### THE EXERCISE:
Pick out each line of the listing below that contains the word "japanese", and copy those lines.
=== INFORMATION GIVEN ===
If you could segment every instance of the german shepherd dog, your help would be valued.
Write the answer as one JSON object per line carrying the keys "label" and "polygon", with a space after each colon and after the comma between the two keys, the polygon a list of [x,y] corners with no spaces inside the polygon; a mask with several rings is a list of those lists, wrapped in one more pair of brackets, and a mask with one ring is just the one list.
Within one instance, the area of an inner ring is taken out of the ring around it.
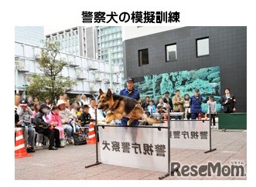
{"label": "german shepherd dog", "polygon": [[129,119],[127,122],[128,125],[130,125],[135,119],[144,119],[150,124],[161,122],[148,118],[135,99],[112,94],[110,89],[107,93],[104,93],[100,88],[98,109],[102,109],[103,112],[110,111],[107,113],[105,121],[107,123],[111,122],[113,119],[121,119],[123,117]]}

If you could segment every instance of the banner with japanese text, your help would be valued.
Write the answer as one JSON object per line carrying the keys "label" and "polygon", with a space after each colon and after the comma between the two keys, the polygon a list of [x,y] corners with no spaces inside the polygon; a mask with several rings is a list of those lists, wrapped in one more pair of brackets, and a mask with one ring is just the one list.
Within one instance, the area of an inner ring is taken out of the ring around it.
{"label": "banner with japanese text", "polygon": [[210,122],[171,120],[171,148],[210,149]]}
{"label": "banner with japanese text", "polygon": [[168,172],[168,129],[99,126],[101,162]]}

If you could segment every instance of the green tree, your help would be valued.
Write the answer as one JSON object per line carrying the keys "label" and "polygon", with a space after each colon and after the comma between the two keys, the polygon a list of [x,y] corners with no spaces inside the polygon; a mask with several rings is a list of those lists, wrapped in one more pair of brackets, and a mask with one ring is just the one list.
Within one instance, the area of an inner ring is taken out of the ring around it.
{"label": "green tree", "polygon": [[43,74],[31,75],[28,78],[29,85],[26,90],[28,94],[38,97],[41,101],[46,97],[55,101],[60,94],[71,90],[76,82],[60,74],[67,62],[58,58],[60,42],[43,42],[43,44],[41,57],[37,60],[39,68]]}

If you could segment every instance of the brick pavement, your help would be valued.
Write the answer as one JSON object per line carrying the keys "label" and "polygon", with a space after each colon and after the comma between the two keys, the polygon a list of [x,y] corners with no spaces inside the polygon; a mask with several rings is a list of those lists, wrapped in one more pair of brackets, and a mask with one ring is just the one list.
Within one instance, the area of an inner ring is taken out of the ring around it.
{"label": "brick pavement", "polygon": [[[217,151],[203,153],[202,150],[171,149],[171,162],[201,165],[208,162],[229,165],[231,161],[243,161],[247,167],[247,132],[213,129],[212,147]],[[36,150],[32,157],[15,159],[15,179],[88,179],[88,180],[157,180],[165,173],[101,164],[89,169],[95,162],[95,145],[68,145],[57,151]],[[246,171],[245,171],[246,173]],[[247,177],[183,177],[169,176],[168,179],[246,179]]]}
===
=== INFORMATION GIVEN ===
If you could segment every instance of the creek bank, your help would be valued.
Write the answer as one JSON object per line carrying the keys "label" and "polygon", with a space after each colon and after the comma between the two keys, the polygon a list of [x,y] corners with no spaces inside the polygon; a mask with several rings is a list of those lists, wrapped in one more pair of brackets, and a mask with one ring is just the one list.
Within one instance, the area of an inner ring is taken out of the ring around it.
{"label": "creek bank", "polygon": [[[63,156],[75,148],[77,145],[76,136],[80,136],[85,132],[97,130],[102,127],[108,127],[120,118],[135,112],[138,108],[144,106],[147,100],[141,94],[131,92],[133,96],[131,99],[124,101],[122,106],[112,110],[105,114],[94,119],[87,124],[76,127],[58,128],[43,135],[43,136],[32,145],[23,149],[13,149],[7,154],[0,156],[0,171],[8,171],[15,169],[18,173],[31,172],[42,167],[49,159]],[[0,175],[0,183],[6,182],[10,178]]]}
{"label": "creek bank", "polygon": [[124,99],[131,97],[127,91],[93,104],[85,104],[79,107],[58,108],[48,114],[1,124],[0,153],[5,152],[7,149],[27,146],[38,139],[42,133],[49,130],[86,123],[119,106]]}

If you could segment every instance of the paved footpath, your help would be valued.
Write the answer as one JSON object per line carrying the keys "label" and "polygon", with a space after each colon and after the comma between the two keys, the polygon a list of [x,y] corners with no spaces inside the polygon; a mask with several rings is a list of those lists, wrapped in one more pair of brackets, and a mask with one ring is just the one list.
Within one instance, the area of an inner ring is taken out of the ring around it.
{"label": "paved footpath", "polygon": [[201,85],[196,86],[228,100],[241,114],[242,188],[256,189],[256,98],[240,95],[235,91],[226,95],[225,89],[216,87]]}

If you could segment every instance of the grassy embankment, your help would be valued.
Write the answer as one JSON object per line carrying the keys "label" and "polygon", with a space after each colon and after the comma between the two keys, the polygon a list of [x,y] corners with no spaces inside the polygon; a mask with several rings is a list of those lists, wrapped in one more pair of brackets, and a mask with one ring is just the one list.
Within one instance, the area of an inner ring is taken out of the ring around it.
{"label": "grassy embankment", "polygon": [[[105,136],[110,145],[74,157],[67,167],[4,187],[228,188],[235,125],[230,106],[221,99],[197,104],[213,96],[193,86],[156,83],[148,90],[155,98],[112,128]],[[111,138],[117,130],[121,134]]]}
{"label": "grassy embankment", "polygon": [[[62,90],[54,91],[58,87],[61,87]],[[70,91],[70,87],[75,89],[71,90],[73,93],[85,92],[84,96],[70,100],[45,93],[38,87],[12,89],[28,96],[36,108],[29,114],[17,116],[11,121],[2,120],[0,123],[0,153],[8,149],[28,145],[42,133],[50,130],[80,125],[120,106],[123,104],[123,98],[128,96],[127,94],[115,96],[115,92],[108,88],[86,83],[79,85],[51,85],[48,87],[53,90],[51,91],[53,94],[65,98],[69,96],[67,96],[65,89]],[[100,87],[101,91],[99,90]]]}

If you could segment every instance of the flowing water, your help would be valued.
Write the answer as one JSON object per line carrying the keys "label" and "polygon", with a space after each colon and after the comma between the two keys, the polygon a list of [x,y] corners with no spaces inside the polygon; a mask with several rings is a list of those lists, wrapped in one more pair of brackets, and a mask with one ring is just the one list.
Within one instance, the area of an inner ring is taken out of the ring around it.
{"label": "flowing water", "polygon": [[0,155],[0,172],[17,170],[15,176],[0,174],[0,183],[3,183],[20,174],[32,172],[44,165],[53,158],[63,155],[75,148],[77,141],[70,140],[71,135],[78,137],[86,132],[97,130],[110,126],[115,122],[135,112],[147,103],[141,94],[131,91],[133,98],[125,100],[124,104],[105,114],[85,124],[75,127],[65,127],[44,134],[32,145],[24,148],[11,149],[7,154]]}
===
### THE ANSWER:
If you could segment every instance of the banner with japanese text, your help would be valued.
{"label": "banner with japanese text", "polygon": [[210,122],[171,120],[171,148],[210,149]]}
{"label": "banner with japanese text", "polygon": [[168,172],[168,129],[99,126],[101,162]]}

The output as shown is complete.